> _Your goal_: In the Rollergames passage, rewrite the part that opens with "I first played" and closes with "is particularly devilish.", with "filler titles" changed to "bargain titles".

> _Provided passage_:
──────────────────────────────

At the top of the screen, there is a timer in the middle. This countdown only applies to the normal stages where you have to move ahead on your own pace. At the lower left is a vertical health bar. Your skater can suffer several hits before losing a life, though falling down a pit or landing on spikes results in immediate, swift death. The lower right area shows markers that indicate how many special attacks are remaining for the stage. There is a separate screen at the start of each stage that displays your score, high score, current level, and number of lives remaining. There are no powerups in the game for replenishing any of these elements. However, you can earn an extra life when reaching either 20,000, 50,000, or 80,000 points.

The obvious gimmick to Rollergames is that you play the entire game while on roller skates. As a result, your character controls in a fitting manner. It’s akin to playing a game with nothing but ice levels and ice physics. The skaters are generally slow to accelerate and slow to come to a stop. Often, I found myself making quick turns in a different direction than where I was moving to keep myself from falling. The game has various sections of platforming where you need clear gaps of different sizes. Not only that, but there are falling platforms, moving platforms, and crumbling floors to deal with. It’s a tough combination to work with and there is much trial and error involved to learn the right moves.

Slopes and tiny jumps on roller skates don’t mix.

The game balances this difficulty out in several ways. The levels tend to be reasonably short with checkpoints after every sublevel. The hand-to-hand combat is simple and the enemies themselves don’t pose much of a threat. Lastly, there are infinite continues in the game, so you can keep banging away at each level until you clear it. You always start at the beginning of each sublevel if you die, so once you reach the checkpoint you don’t have to play past sections again.

Seeing as it’s a Konami game in the middle of the NES lifespan, Rollergames is a quality title. Not only do the controls make sense, but the game has good graphics and some excellent music. It’s the soundtrack that really stands out overall. In my mind, it has a similar sound to TMNT II and III. Maybe that is because both games are beat-em-ups, but regardless it sounds good and it suits the game well.

I first played Rollergames last year for the NintendoAge weekly contest. Unfortunately, I did not have much time to play that week and I only reached Stage 2. That was barely any experience so this was the first time I seriously played Rollergames. This was one of those filler titles that I acquired in a random NES game lot that I purchased back in my collecting heyday. When it showed up on the list, I knew that Rollergames was a pretty good game that is easily overlooked, so I was happy to play through it.

This part is particularly devilish.

I beat Rollergames over two days and those two days just happened to fall on either side of New Years, making this the first game I have played for the project over two separate years. On the first attempt, I reached Stage 5-1 and this is where I got stuck. The first part of level isn’t all that bad, but the section right before the checkpoint is pretty nasty. You have to cross along the edge of a cliff where the ground periodically crumbles away in front of you. It forces you to move slowly to reveal the hidden gaps, and then you must back up enough to get the momentum to leap to the other side. But you must be careful not to go too far past the hole or you will fall into the next one. It wouldn’t be so bad if the controls weren’t slippery, but here it’s a pretty evil little section under the game’s ground rules. After several attempts at Stage 5-1 I turned the game off for the night.

──────────────────────────────

> _Supplied material_:
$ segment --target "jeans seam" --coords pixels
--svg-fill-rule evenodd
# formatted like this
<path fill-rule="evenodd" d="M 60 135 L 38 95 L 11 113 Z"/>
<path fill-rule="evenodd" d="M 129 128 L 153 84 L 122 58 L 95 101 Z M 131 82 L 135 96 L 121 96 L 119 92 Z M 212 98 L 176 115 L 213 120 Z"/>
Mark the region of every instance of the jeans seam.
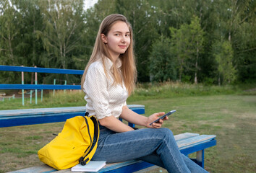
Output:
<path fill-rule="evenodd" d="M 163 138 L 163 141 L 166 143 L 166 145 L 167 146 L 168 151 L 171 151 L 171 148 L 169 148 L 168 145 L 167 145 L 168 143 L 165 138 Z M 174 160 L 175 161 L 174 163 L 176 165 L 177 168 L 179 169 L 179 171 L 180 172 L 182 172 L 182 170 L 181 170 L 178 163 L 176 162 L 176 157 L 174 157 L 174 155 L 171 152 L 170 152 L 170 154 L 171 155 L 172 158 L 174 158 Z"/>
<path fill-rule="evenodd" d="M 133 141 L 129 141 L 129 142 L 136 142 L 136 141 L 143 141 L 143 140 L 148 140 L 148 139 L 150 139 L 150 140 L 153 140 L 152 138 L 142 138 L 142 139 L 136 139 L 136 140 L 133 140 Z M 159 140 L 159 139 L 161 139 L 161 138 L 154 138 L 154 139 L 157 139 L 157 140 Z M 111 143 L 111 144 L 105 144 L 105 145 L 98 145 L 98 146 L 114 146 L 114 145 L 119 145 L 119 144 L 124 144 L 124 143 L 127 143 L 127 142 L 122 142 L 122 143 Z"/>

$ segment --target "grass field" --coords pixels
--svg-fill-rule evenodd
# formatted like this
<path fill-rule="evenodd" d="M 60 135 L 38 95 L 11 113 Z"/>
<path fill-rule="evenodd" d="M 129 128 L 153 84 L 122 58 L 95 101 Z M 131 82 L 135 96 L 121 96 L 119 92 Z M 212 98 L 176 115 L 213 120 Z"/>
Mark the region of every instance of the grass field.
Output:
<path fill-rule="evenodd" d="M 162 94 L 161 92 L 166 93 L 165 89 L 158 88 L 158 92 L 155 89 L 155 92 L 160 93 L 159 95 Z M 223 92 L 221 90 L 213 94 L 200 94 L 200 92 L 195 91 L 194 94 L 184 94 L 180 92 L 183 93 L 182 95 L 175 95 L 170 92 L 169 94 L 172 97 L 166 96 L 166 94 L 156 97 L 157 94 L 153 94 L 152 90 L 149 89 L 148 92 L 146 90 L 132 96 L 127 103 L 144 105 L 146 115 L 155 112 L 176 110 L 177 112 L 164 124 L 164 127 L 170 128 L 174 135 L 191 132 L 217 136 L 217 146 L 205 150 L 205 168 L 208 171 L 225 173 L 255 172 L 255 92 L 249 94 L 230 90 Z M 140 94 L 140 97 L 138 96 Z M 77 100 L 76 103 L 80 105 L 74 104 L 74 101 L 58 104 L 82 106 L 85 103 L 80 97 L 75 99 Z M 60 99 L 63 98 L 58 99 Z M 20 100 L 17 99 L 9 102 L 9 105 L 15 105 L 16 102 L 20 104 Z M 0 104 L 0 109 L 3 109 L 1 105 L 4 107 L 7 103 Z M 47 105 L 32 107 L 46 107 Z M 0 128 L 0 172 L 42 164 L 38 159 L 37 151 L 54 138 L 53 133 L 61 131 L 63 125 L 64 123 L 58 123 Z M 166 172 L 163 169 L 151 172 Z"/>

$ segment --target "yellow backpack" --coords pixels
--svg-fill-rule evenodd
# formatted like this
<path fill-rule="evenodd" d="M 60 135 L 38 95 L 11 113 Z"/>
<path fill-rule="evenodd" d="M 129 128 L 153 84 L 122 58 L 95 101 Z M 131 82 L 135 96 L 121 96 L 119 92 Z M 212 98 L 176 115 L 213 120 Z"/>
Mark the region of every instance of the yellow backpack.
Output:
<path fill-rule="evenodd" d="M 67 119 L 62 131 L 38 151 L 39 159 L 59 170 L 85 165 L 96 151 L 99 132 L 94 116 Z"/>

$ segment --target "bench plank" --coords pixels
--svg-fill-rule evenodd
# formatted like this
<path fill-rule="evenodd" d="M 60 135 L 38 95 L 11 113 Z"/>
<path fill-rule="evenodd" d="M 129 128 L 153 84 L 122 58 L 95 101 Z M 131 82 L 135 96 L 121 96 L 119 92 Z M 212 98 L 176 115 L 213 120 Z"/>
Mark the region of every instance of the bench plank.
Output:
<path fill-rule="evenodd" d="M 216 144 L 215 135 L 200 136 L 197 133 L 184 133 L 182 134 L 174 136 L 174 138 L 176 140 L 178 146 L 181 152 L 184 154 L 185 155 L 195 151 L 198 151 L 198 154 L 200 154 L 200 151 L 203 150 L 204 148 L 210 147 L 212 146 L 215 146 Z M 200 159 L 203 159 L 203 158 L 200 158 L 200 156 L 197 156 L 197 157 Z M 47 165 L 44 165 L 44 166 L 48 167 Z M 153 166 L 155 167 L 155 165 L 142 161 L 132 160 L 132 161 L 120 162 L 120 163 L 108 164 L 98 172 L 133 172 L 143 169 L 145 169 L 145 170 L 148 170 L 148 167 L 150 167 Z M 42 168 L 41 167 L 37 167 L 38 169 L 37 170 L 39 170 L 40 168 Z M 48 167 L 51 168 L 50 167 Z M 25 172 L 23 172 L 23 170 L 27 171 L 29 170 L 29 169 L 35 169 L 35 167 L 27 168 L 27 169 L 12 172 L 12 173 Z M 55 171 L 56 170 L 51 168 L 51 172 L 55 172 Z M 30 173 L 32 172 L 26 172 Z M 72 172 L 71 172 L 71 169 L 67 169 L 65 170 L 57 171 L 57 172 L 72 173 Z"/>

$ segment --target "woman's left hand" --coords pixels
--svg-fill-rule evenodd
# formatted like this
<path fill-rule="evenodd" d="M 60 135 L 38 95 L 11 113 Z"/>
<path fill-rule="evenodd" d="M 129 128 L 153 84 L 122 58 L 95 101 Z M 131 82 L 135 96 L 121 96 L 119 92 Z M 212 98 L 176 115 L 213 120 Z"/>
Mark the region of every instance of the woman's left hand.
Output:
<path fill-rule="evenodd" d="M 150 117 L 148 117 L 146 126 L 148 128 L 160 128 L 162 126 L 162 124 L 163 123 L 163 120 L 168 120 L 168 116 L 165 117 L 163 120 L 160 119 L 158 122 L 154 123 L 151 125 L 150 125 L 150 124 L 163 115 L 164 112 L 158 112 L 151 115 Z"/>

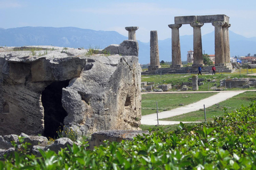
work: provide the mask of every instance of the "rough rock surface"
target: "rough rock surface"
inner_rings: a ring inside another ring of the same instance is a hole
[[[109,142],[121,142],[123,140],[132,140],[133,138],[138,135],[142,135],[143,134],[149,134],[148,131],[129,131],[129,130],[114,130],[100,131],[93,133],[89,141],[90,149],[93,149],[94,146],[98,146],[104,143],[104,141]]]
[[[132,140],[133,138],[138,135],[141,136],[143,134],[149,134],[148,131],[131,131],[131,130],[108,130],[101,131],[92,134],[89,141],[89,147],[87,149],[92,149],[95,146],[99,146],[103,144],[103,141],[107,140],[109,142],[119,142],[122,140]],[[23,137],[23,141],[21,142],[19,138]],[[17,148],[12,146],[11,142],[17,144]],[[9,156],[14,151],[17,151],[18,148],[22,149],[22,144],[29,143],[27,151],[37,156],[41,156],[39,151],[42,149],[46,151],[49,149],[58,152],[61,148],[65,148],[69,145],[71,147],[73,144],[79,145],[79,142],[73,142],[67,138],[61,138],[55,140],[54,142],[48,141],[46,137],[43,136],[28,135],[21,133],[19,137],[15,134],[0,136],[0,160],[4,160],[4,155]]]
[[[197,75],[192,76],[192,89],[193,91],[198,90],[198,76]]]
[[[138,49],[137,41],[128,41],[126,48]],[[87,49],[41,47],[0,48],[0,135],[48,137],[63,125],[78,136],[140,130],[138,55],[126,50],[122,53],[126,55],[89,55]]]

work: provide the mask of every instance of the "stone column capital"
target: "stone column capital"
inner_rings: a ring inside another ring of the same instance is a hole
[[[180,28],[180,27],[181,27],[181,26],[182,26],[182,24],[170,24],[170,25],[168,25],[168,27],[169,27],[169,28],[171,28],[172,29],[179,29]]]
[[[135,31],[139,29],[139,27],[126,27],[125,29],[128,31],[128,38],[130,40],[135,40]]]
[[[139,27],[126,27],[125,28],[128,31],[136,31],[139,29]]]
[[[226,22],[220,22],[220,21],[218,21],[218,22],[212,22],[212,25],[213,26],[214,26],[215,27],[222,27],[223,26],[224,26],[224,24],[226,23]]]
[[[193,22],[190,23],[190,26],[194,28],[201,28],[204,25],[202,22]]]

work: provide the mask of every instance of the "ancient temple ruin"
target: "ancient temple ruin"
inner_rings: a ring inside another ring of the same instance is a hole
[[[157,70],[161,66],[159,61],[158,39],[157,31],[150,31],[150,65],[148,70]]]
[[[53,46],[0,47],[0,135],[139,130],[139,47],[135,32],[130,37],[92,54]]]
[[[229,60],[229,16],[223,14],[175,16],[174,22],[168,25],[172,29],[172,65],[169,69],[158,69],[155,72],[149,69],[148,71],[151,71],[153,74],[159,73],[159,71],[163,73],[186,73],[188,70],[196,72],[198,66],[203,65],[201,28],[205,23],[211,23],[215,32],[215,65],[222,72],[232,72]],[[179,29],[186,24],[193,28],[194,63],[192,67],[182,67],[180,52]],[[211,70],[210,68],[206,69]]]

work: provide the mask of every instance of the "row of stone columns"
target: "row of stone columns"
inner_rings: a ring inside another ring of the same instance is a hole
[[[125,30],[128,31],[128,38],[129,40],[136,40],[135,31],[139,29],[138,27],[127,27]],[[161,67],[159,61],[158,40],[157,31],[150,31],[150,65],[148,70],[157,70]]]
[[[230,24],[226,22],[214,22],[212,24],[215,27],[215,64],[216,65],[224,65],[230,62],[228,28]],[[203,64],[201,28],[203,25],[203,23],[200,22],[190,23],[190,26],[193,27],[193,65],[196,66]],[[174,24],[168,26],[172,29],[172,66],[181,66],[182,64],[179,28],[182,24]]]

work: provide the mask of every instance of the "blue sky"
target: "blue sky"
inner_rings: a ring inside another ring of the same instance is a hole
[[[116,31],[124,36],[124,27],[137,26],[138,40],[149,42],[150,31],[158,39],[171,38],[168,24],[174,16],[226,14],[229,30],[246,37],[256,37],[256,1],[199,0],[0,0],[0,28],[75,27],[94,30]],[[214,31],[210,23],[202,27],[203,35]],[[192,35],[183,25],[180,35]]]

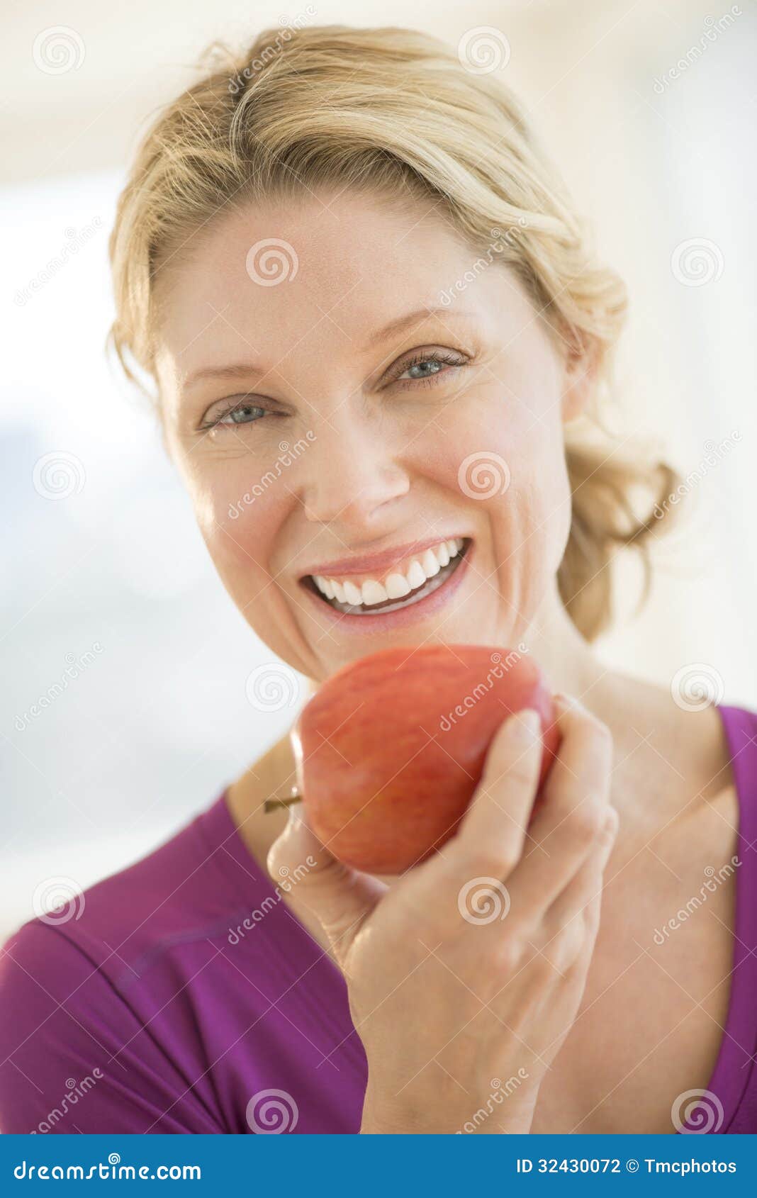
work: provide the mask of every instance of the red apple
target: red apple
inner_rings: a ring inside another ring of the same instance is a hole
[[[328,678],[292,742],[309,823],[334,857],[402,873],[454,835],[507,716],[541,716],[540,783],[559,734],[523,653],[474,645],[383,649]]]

──────────────────────────────

> _Right answer_:
I first played Rollergames last year for the NintendoAge weekly contest. Unfortunately, I did not have much time to play that week and I only reached Stage 2. That was barely any experience so this was the first time I seriously played Rollergames. This was one of those bargain titles that I acquired in a random NES game lot that I purchased back in my collecting heyday. When it showed up on the list, I knew that Rollergames was a pretty good game that is easily overlooked, so I was happy to play through it.

This part is particularly devilish.